> [Request] Pull out every line of the records that contains the string "type", matching case exactly.

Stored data

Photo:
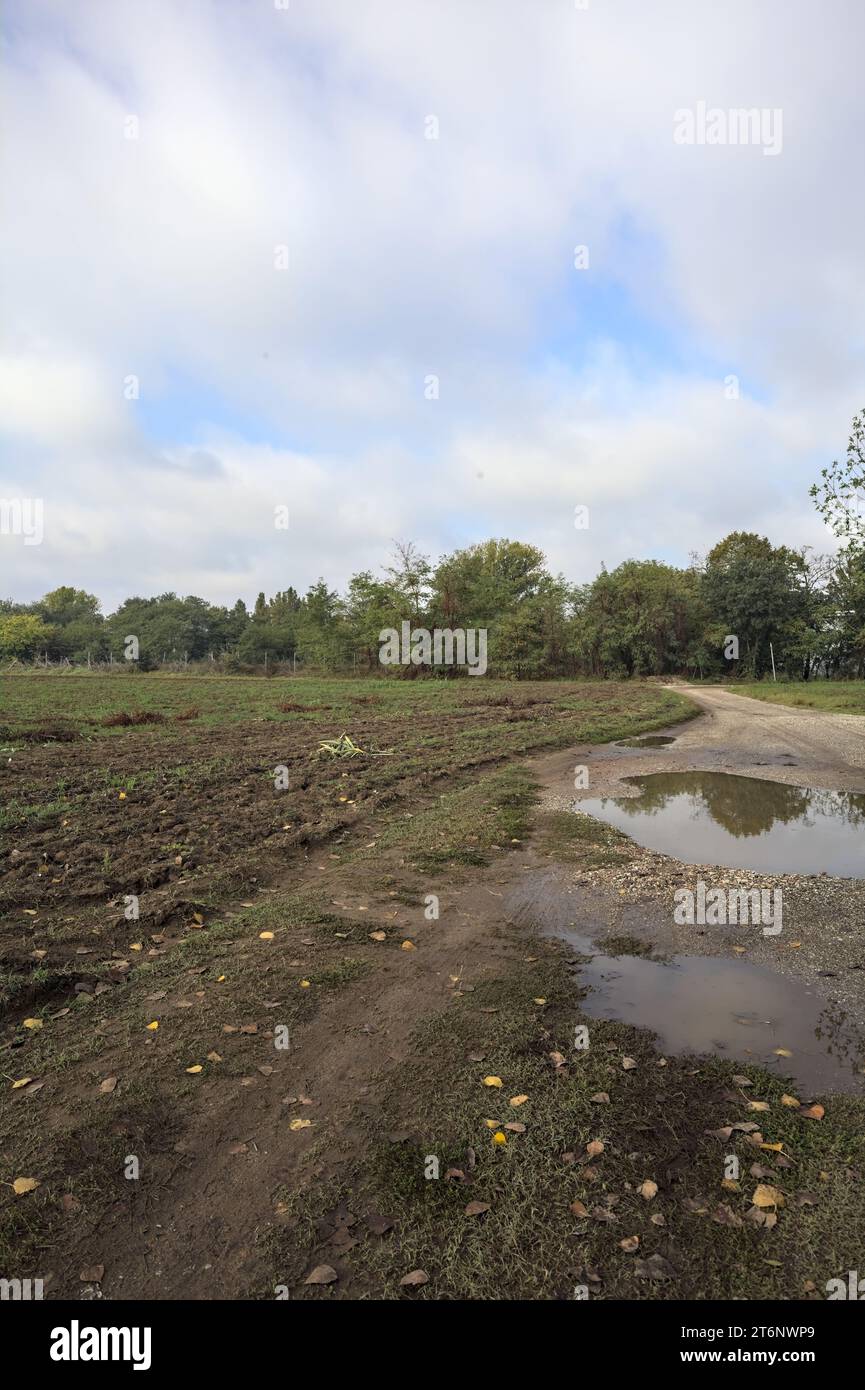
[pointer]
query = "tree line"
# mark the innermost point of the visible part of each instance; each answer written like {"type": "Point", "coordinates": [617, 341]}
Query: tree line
{"type": "Point", "coordinates": [803, 610]}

> [Response]
# mark the innermost point of the visible part of each instance; each answer written like {"type": "Point", "coordinates": [617, 341]}
{"type": "Point", "coordinates": [803, 610]}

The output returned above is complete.